- **Requirement**
With every line kept intact, print the entries that appear below.

- **Data section**
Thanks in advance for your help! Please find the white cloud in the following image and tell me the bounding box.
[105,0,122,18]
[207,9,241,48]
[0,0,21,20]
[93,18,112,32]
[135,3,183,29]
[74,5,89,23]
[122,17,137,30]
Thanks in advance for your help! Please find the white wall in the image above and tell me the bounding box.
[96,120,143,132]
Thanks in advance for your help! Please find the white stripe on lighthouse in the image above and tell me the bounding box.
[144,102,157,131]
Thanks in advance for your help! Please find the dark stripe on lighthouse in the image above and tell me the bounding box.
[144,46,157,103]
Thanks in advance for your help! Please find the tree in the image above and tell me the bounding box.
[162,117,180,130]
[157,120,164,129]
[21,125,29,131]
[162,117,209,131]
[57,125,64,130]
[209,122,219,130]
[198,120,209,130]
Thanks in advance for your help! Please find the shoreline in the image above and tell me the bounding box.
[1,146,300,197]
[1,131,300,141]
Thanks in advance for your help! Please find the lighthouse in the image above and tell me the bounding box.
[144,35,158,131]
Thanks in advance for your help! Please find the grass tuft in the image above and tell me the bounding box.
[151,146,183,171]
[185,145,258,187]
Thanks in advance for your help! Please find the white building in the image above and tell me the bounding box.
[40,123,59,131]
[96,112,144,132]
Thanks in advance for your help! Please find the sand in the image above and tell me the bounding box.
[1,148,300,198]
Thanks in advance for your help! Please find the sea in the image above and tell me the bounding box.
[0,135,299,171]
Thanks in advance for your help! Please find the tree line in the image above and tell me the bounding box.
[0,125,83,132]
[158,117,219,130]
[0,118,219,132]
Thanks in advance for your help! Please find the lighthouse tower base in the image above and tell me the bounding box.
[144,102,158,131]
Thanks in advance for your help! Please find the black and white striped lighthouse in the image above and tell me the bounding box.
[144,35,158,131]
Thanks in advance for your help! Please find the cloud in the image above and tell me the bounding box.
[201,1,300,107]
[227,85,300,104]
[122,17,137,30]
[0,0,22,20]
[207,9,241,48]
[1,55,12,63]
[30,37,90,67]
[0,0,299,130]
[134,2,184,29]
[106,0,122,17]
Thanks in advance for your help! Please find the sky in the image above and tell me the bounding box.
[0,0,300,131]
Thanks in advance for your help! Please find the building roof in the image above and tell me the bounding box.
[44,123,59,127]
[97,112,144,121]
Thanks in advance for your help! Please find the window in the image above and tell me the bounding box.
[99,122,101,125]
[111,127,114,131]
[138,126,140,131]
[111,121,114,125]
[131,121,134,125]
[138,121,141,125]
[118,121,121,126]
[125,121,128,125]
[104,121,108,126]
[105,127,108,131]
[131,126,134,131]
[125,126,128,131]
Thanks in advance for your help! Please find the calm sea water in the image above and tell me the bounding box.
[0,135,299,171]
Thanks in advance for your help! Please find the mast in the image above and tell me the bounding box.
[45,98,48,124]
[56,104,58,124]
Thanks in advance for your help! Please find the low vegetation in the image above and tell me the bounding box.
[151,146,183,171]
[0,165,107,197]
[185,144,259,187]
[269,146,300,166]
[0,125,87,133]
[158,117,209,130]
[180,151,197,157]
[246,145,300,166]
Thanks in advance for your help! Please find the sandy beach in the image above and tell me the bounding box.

- **Answer to this task**
Thanks in advance for your help! Please find the white cloud in the following image and tell me the bounding box.
[105,0,122,18]
[207,9,241,48]
[0,0,21,20]
[93,18,112,32]
[135,3,183,29]
[74,5,89,23]
[122,17,137,30]
Thanks in advance for your help! Please find the white wall in the image above and tell me the bounding box.
[96,120,143,132]
Thanks in advance for your help! Please find the white stripe on lighthouse in the image above and tell me the bounding box.
[144,102,157,131]
Thanks in advance for your help! Please find the dark stripe on lighthouse in the image above and tell me the bounding box.
[144,46,157,103]
Thanks in advance for your help! Please find the tree in the image above and tell me the bounding box.
[162,117,180,130]
[157,120,164,129]
[21,125,29,131]
[162,117,209,131]
[57,125,64,130]
[209,122,219,130]
[198,120,209,130]
Thanks in advance for your help! Please find the shoreline in the image above and tell me the bounding box.
[1,146,300,197]
[1,131,300,141]
Thanks in advance for your help! Please find the lighthouse in the image above and tell me the bounding box.
[144,35,158,131]
Thanks in advance for your help! Please find the grass tuft in the image above and tell me the bounding box.
[151,146,183,171]
[185,145,258,187]
Thanks in advance for your help! Please find the white building in the image above and tell me the bounding box.
[40,123,59,131]
[96,112,144,132]
Thanks in advance for your help! Please find the sand in the image above and tell me the bounding box.
[1,148,300,198]
Thanks in advance for your help! Please find the sea in the image above and tell me the bounding box.
[0,135,299,171]
Thanks in advance for your help! Please find the tree line in the image above and tell me the bounding box.
[0,125,83,132]
[158,117,219,130]
[0,118,219,132]
Thanks in advance for your help! Please find the lighthouse tower base in the image above and tell me the bounding box.
[144,102,158,131]
Thanks in advance for your help! Please find the black and white striped lighthouse in the image above and tell me the bounding box.
[144,35,158,131]
Thanks in advance for your help! Please find the cloud in the image above and tell me the bounding box.
[201,1,300,107]
[227,85,300,104]
[122,17,137,30]
[0,0,22,20]
[207,9,241,48]
[1,55,12,63]
[30,37,90,67]
[0,0,299,130]
[134,2,184,29]
[106,0,122,17]
Thanks in advance for your help! Please find the sky in the image above and tell me the bounding box.
[0,0,300,131]
Thanks in advance for your help! Please find the building roof in the image above and tell me the bounding box.
[44,123,59,127]
[97,112,144,121]
Thanks in advance for your help! Please find the window in the image above and tell me the bounding box.
[99,122,101,125]
[111,127,114,131]
[138,126,140,131]
[111,121,114,125]
[131,121,134,125]
[138,121,141,125]
[118,121,121,126]
[125,121,128,125]
[104,121,108,126]
[105,127,108,131]
[131,126,134,131]
[125,126,128,131]
Thanks in advance for your help! Please find the calm sea water in the image above and tell me the bounding box.
[0,135,299,171]
Thanks in advance for your help! Please find the mast in the image above and tell me the bounding box.
[45,98,48,124]
[56,104,58,124]
Thanks in advance for your help! Please find the low vegetation in the image above and tell me the bounding box.
[151,146,183,171]
[0,165,107,197]
[185,144,259,187]
[269,146,300,166]
[0,125,87,133]
[158,117,209,130]
[180,151,197,157]
[246,145,300,166]
Thanks in advance for your help! Please find the sandy beach in the image above and tell me the bounding box.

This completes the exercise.